Найдите в данных все строки, содержащие слово «control», и выпишите их полностью. Регистр букв учитывается.

◆ Исходные данные
►
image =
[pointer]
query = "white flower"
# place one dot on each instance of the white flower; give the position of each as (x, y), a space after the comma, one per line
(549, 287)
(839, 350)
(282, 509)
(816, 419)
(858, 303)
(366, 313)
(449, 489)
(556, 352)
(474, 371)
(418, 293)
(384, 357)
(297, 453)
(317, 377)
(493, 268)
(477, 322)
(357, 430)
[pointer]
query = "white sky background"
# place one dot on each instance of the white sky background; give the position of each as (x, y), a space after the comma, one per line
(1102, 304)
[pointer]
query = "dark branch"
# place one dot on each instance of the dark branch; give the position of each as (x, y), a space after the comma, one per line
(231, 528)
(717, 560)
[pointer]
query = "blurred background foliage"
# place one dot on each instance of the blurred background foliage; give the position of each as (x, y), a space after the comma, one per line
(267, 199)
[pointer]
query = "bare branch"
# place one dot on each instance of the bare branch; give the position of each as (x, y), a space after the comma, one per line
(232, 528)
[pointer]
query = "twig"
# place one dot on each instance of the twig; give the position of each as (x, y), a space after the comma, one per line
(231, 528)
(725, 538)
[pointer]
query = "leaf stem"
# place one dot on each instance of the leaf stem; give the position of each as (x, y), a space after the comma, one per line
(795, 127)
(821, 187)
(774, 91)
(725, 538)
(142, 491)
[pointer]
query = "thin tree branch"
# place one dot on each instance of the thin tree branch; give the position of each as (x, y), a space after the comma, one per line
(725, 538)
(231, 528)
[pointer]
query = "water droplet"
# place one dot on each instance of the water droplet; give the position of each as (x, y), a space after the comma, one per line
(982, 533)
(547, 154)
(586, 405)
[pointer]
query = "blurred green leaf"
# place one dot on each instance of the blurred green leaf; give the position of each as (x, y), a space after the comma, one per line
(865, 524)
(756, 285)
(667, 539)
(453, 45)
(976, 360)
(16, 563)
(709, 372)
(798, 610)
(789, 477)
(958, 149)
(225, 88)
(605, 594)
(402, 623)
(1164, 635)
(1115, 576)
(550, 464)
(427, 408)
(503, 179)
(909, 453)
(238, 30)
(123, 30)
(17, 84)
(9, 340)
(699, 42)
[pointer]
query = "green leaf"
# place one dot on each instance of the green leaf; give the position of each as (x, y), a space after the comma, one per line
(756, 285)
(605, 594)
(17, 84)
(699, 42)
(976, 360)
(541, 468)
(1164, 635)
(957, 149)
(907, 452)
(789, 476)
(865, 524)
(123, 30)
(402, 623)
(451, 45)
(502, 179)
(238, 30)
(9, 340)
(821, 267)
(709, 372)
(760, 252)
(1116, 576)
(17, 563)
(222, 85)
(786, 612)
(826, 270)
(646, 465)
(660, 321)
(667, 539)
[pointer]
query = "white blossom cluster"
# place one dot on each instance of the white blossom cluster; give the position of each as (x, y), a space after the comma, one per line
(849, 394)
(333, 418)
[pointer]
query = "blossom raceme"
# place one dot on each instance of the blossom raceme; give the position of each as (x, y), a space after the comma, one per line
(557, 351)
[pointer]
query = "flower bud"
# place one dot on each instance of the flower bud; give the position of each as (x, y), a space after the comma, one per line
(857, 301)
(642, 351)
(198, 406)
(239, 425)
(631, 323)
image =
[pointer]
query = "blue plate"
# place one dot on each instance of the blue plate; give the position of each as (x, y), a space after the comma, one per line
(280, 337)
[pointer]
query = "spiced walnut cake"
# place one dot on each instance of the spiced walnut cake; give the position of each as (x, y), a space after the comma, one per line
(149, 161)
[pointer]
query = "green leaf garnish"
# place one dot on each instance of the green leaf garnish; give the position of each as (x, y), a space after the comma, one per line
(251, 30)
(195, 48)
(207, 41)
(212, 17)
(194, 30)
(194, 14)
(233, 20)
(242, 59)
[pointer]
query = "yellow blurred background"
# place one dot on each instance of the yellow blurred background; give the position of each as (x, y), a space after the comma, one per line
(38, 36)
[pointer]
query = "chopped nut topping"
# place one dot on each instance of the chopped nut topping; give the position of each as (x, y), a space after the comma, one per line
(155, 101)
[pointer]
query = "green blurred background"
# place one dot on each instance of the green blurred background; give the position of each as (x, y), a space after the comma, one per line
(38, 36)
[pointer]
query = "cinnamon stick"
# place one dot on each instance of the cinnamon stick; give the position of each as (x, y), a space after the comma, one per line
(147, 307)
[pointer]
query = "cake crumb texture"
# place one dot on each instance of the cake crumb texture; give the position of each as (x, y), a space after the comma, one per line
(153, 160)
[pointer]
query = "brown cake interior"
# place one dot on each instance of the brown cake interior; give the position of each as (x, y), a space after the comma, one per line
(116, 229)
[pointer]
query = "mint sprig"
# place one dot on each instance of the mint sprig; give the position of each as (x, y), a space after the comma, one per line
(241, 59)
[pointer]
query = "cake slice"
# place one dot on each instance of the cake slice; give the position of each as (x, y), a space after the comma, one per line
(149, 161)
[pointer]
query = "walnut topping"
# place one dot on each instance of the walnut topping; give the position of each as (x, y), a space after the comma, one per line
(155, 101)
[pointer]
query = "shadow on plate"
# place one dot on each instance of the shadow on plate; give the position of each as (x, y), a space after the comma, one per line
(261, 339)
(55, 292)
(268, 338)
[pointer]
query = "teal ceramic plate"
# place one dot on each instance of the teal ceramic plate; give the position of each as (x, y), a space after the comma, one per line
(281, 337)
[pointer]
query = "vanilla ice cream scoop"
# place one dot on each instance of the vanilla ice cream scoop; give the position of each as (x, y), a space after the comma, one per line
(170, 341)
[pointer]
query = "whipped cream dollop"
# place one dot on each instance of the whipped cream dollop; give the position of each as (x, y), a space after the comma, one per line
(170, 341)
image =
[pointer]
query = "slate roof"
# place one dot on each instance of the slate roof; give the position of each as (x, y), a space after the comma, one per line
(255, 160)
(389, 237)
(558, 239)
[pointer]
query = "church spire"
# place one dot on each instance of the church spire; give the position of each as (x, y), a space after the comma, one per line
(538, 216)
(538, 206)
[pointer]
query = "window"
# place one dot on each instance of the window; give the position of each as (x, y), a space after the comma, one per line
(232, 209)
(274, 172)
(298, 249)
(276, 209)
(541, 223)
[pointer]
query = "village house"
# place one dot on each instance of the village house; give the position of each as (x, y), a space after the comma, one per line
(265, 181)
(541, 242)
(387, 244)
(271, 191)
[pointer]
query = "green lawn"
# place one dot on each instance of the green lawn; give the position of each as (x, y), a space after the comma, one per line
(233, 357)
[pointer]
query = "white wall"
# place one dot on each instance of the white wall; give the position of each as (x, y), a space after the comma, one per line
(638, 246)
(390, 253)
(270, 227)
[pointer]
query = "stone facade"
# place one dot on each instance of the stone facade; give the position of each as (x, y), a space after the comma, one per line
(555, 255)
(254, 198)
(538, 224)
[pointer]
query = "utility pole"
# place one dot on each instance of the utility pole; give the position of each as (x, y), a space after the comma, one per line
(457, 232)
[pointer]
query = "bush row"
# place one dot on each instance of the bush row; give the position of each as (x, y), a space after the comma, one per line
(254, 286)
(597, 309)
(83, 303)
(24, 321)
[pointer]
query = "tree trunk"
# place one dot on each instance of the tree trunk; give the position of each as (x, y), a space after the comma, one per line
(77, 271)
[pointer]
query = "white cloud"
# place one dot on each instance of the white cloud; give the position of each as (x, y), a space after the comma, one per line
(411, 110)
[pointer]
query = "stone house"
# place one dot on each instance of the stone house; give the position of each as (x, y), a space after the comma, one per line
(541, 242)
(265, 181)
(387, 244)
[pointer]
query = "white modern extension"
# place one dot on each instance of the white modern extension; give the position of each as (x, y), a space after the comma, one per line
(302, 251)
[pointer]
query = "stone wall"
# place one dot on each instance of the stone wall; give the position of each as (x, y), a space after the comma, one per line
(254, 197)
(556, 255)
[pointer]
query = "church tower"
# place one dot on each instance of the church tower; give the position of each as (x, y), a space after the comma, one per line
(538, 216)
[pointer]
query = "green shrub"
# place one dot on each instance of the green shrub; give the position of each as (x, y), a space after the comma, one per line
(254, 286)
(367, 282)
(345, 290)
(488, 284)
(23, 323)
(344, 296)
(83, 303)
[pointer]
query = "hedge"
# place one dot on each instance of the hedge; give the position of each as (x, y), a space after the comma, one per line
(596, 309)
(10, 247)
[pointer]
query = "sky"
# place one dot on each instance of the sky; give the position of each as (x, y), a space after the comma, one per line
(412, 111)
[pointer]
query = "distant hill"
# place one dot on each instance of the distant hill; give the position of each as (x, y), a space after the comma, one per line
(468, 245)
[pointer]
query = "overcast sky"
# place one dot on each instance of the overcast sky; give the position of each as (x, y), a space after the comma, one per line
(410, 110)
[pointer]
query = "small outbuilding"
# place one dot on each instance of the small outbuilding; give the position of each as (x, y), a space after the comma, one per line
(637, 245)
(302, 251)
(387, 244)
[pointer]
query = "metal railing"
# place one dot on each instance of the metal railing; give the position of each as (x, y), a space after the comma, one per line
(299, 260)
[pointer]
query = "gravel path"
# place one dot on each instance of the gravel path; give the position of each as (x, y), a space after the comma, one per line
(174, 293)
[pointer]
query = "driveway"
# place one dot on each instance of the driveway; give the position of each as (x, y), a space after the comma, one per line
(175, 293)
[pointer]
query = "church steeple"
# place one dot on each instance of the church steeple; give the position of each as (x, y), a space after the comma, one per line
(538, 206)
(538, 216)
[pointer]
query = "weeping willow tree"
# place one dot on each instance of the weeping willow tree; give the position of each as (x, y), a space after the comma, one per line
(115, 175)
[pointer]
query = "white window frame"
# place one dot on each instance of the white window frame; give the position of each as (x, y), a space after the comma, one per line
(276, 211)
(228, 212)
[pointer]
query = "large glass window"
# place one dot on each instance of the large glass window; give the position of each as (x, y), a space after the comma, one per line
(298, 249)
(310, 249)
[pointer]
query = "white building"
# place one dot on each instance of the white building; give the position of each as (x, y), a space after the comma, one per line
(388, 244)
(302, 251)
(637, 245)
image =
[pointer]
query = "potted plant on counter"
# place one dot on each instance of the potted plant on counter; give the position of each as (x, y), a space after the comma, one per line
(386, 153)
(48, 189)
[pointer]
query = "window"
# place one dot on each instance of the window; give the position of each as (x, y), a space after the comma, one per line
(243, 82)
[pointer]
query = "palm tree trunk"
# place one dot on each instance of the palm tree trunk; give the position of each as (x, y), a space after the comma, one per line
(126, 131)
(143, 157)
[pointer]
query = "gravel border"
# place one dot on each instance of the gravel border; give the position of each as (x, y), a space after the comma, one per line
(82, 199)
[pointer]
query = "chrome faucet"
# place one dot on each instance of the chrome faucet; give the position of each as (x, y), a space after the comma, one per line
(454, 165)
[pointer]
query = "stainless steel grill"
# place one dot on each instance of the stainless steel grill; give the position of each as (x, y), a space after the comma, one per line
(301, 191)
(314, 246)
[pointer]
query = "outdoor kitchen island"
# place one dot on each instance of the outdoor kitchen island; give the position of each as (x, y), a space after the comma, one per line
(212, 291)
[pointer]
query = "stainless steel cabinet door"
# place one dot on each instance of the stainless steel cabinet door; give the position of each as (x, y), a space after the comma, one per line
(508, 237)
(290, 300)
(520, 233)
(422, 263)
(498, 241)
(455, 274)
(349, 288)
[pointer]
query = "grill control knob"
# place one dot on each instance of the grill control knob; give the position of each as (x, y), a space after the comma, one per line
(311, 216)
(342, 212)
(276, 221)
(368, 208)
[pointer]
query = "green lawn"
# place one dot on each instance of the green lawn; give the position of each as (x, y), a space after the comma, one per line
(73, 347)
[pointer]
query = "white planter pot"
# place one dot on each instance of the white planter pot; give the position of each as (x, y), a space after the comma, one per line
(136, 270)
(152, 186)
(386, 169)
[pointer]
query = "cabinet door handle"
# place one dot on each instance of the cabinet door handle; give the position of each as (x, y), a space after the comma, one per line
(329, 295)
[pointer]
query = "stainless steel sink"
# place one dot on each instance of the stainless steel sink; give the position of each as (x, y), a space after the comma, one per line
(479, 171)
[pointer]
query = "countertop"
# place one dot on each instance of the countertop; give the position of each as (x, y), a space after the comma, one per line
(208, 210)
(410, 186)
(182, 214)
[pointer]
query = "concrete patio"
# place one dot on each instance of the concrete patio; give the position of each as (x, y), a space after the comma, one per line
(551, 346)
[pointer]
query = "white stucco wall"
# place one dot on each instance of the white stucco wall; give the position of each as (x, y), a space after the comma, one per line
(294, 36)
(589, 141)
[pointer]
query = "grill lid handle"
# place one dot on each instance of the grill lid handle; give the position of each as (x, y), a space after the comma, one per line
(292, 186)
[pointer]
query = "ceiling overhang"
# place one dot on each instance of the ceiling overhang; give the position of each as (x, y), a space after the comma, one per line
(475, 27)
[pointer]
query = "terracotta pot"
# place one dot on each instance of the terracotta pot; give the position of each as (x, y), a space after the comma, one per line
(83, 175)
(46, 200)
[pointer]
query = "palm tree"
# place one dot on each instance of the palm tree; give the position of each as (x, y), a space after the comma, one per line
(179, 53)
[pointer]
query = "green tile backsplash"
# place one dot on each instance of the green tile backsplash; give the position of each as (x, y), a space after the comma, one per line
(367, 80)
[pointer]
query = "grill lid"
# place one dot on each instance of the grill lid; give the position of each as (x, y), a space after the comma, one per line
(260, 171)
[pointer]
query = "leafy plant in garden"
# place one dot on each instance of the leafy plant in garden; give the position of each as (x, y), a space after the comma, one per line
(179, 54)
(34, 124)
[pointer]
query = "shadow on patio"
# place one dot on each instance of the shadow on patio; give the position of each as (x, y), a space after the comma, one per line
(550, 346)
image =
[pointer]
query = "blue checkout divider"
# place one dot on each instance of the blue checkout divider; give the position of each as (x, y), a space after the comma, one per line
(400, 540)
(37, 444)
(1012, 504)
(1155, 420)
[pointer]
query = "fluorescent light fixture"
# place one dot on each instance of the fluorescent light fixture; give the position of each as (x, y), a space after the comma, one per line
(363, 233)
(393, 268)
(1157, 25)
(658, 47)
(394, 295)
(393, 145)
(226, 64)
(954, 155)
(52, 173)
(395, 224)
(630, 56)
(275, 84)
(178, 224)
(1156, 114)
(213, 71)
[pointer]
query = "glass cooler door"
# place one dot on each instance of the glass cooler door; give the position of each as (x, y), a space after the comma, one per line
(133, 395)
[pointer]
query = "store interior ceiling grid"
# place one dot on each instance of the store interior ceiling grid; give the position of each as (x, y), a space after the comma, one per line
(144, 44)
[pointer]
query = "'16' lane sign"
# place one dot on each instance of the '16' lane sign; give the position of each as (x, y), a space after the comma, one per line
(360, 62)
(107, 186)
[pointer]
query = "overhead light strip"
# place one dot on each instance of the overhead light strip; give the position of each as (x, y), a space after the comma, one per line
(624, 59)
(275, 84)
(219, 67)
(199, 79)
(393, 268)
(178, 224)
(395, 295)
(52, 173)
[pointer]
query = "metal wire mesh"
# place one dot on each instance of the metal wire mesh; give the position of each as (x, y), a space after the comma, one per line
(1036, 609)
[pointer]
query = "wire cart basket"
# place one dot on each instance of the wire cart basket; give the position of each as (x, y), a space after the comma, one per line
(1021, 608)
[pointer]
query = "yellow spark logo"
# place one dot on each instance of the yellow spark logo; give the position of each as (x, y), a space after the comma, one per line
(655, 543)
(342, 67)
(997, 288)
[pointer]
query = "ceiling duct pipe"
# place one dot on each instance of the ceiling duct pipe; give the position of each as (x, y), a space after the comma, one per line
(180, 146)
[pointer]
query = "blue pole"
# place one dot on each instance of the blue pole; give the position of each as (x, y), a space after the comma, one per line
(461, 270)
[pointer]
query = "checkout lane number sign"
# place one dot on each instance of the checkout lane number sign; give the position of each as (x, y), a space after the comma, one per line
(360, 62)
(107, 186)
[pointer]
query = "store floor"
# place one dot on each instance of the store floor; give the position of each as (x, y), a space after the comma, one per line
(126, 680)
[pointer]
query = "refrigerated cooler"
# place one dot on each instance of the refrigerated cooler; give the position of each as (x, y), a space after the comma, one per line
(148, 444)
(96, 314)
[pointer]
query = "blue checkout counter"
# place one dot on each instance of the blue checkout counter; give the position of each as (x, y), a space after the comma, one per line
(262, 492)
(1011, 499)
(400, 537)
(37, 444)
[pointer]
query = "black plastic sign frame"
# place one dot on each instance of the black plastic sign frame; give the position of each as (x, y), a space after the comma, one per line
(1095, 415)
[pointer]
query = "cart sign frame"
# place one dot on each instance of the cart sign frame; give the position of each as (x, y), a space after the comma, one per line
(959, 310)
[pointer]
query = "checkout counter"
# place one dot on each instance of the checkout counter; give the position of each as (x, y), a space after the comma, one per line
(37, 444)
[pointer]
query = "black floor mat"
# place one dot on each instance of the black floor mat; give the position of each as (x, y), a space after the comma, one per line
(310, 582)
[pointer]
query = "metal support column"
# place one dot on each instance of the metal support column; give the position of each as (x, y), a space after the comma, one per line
◄
◆ Ответ к заданию
query = "grill control knob"
# place one dot on each instance of the grill control knob; give the position of each as (x, y), a space after the comma, one per line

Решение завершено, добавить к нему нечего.